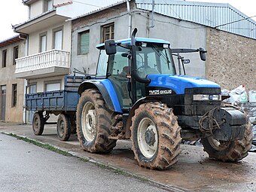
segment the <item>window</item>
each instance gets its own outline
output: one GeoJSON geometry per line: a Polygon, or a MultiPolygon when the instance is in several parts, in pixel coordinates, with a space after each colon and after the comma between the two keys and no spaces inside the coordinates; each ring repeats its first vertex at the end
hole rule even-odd
{"type": "Polygon", "coordinates": [[[45,91],[59,90],[59,82],[49,82],[45,84],[45,91]]]}
{"type": "Polygon", "coordinates": [[[47,36],[46,36],[46,33],[43,33],[40,35],[39,52],[46,51],[46,47],[47,47],[47,36]]]}
{"type": "Polygon", "coordinates": [[[111,23],[102,26],[102,42],[108,39],[114,39],[114,24],[111,23]]]}
{"type": "Polygon", "coordinates": [[[44,12],[49,11],[53,8],[52,0],[44,0],[44,12]]]}
{"type": "Polygon", "coordinates": [[[16,59],[19,58],[19,46],[16,46],[14,47],[14,61],[13,65],[16,65],[16,59]]]}
{"type": "Polygon", "coordinates": [[[6,60],[7,60],[7,50],[4,50],[2,52],[2,67],[6,67],[6,60]]]}
{"type": "Polygon", "coordinates": [[[12,96],[11,96],[11,107],[17,106],[17,84],[13,84],[12,96]]]}
{"type": "Polygon", "coordinates": [[[78,33],[78,54],[89,53],[89,30],[78,33]]]}
{"type": "Polygon", "coordinates": [[[105,77],[107,74],[108,57],[108,56],[106,54],[105,50],[101,50],[98,61],[99,66],[96,73],[97,78],[105,77]]]}
{"type": "Polygon", "coordinates": [[[53,32],[53,49],[62,49],[62,30],[55,31],[53,32]]]}
{"type": "Polygon", "coordinates": [[[53,1],[52,0],[49,0],[47,1],[47,5],[48,5],[48,11],[52,10],[53,9],[53,1]]]}

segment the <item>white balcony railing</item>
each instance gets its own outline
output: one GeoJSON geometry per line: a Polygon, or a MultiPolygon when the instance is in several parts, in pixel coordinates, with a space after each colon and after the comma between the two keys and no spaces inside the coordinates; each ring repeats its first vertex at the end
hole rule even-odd
{"type": "Polygon", "coordinates": [[[69,52],[50,50],[16,60],[15,73],[26,72],[53,66],[69,68],[69,52]]]}

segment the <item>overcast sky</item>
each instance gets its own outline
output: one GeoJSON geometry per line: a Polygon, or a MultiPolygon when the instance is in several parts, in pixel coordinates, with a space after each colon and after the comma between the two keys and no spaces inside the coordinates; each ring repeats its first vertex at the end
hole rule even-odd
{"type": "MultiPolygon", "coordinates": [[[[77,0],[86,2],[86,0],[77,0]]],[[[101,5],[100,2],[107,0],[97,0],[95,4],[101,5]]],[[[256,16],[256,0],[187,0],[187,2],[204,2],[216,3],[229,3],[248,17],[256,16]]],[[[120,2],[118,0],[108,0],[108,2],[120,2]]],[[[99,8],[96,7],[96,8],[99,8]]],[[[0,6],[0,41],[16,35],[11,25],[18,24],[26,21],[28,18],[27,7],[22,3],[22,0],[1,1],[0,6]]],[[[256,20],[256,17],[253,17],[256,20]]]]}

###

• Exercise
Rewrite all the records above as a numbered list with one line per item, skipping blank lines and leaving out the picture.

• Full output
1. segment the <item>window</item>
2. each instance gets its own outline
3. output: one GeoJSON geometry per line: a Polygon, or a MultiPolygon when the instance is in several parts, in pixel coordinates, with a space after each colon and after the comma between the two keys and no spaces inside the coordinates; each ring repeats its first vertex at the end
4. hole rule even-odd
5. {"type": "Polygon", "coordinates": [[[45,91],[59,90],[59,82],[49,82],[45,84],[45,91]]]}
6. {"type": "Polygon", "coordinates": [[[47,36],[46,36],[46,33],[43,33],[40,35],[39,52],[46,51],[46,47],[47,47],[47,36]]]}
7. {"type": "Polygon", "coordinates": [[[111,23],[102,26],[102,42],[108,39],[114,39],[114,24],[111,23]]]}
8. {"type": "Polygon", "coordinates": [[[44,12],[49,11],[53,8],[52,0],[44,0],[44,12]]]}
9. {"type": "Polygon", "coordinates": [[[16,59],[19,58],[19,46],[16,46],[14,47],[14,61],[13,65],[16,65],[16,59]]]}
10. {"type": "Polygon", "coordinates": [[[6,60],[7,60],[7,50],[4,50],[2,52],[2,67],[6,67],[6,60]]]}
11. {"type": "Polygon", "coordinates": [[[12,96],[11,96],[11,107],[17,106],[17,84],[13,84],[12,96]]]}
12. {"type": "Polygon", "coordinates": [[[78,33],[78,54],[89,53],[89,30],[78,33]]]}
13. {"type": "Polygon", "coordinates": [[[105,77],[107,74],[108,57],[108,56],[106,54],[105,50],[101,50],[98,61],[99,66],[96,73],[97,78],[105,77]]]}
14. {"type": "Polygon", "coordinates": [[[53,32],[53,49],[62,49],[62,30],[55,31],[53,32]]]}
15. {"type": "Polygon", "coordinates": [[[53,1],[52,0],[49,0],[47,1],[47,5],[48,5],[48,11],[52,10],[53,9],[53,1]]]}
16. segment the <item>white balcony railing</item>
17. each instance gets its own outline
18. output: one GeoJSON geometry per line: a Polygon, or a MultiPolygon when the instance is in several parts, in pixel coordinates, with a space after each colon and after the comma between the two keys and no spaces inside the coordinates; each ring repeats its first vertex at the end
19. hole rule even-odd
20. {"type": "Polygon", "coordinates": [[[69,52],[50,50],[16,60],[15,73],[26,72],[53,66],[69,68],[69,52]]]}
21. segment the <item>overcast sky</item>
22. each instance gets its own outline
23. output: one GeoJSON geometry per line: a Polygon, or a MultiPolygon when the instance is in several parts, in pixel coordinates, with a space after each colon and after the comma between the two keys and no spaces inside the coordinates; each ring repeats its first vertex at the end
24. hole rule even-odd
25. {"type": "MultiPolygon", "coordinates": [[[[77,0],[86,2],[86,0],[77,0]]],[[[101,5],[100,2],[107,0],[97,0],[95,4],[101,5]]],[[[256,16],[256,0],[187,0],[187,2],[204,2],[216,3],[229,3],[248,17],[256,16]]],[[[120,2],[118,0],[108,0],[108,2],[120,2]]],[[[99,8],[96,7],[96,8],[99,8]]],[[[0,6],[0,41],[16,35],[11,25],[18,24],[26,21],[28,18],[27,7],[22,3],[22,0],[1,1],[0,6]]],[[[256,20],[256,17],[253,17],[256,20]]]]}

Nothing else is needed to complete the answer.